> **YOUR INSTRUCTIONS**: Rewrite the listing below, replacing every "instance" with "occurrence" and leaving all other text unchanged.

[Excerpts of pointing data]
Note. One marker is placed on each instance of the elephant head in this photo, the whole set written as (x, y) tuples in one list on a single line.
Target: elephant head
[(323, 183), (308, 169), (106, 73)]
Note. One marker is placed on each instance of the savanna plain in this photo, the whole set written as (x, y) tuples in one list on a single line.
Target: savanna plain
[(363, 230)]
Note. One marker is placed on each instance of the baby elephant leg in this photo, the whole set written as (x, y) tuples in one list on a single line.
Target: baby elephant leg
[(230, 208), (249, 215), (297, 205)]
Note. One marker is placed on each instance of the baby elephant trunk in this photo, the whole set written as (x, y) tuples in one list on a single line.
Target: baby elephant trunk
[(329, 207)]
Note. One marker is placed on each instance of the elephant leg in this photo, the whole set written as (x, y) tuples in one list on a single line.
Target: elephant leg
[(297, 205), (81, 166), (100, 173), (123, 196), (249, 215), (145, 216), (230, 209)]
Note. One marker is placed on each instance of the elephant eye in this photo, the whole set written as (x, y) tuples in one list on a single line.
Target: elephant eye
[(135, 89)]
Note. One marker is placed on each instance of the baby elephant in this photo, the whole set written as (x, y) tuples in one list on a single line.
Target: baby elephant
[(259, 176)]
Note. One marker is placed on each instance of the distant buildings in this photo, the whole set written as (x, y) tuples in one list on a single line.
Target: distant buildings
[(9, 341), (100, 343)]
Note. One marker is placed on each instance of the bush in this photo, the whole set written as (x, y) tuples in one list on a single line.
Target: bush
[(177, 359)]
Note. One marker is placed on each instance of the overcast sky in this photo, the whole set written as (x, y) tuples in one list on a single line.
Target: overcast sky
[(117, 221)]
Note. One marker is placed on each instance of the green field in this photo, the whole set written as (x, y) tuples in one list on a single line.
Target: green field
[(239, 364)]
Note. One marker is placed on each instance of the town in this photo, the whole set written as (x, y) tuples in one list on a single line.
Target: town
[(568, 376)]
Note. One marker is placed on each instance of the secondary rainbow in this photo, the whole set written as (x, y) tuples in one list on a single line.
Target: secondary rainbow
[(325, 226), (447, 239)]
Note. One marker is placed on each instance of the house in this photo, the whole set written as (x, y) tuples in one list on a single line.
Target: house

> **TASK OUTPUT**:
Note. One marker is placed on each occurrence of the elephant head in this photo, the whole set written as (x, y) tuples in one list on a single line.
Target: elephant head
[(323, 183), (308, 169), (106, 73)]
Note. One marker is placed on each occurrence of the savanna plain in this photo, the whole set written as (x, y) tuples in one list on a single line.
Target: savanna plain
[(363, 230)]
Note. One marker is placed on each occurrence of the baby elephant leg in this photo, the whole set written as (x, y) tuples in one list on a single line.
Target: baby elephant leg
[(230, 208), (249, 215), (297, 205)]
Note. One marker is placed on each occurrence of the baby elephant trunk in this photo, the whole set written as (x, y) tuples in one list on a single line.
Target: baby elephant trunk
[(329, 207)]
Note. One marker is placed on each occurrence of the elephant leg in this photo, the whole set written as (x, y) tuples in one list on a single line.
Target: elephant leg
[(297, 205), (81, 166), (100, 173), (123, 196), (249, 215), (145, 216), (230, 209)]
Note. One marker is placed on each occurrence of the elephant eye in this photo, the whole set written as (x, y) tuples in one list on a single line.
Target: elephant eye
[(135, 89)]
Note. One marker is placed on each occurrence of the baby elephant in this photo, the whole set written as (x, y) tuples in one list on a single line.
Target: baby elephant
[(259, 176)]
Note. One marker is placed on each occurrence of the distant buildings in this photo, the whole set written as (x, y) tuples in one list on a single line.
Target: distant buildings
[(9, 341), (100, 343)]
Note. One marker is placed on each occurrence of the bush in this photo, the whole set written as (x, y) tuples in one list on a single line.
Target: bush
[(177, 359)]
Note. One marker is placed on each occurrence of the overcast sky in this photo, the whole set written as (x, y) tuples in one list on a single line.
Target: overcast sky
[(117, 221)]
Note. One marker is placed on each occurrence of the green field in this photo, the whole set written as (x, y) tuples in one list on a single line.
Target: green field
[(239, 364)]
Note. One marker is placed on each occurrence of the town in this photo, the whole set written as (x, y) tuples in one list on a single line.
Target: town
[(568, 376)]
Note. One marker is placed on each occurrence of the secondary rainbow in this photo, the whole set written as (x, y) tuples in one list on a single line.
Target: secondary rainbow
[(325, 226), (447, 239)]
Note. One marker is placed on each occurrence of the house in this photo, the whole set written as (x, y) tuples in one list on a single line.
Target: house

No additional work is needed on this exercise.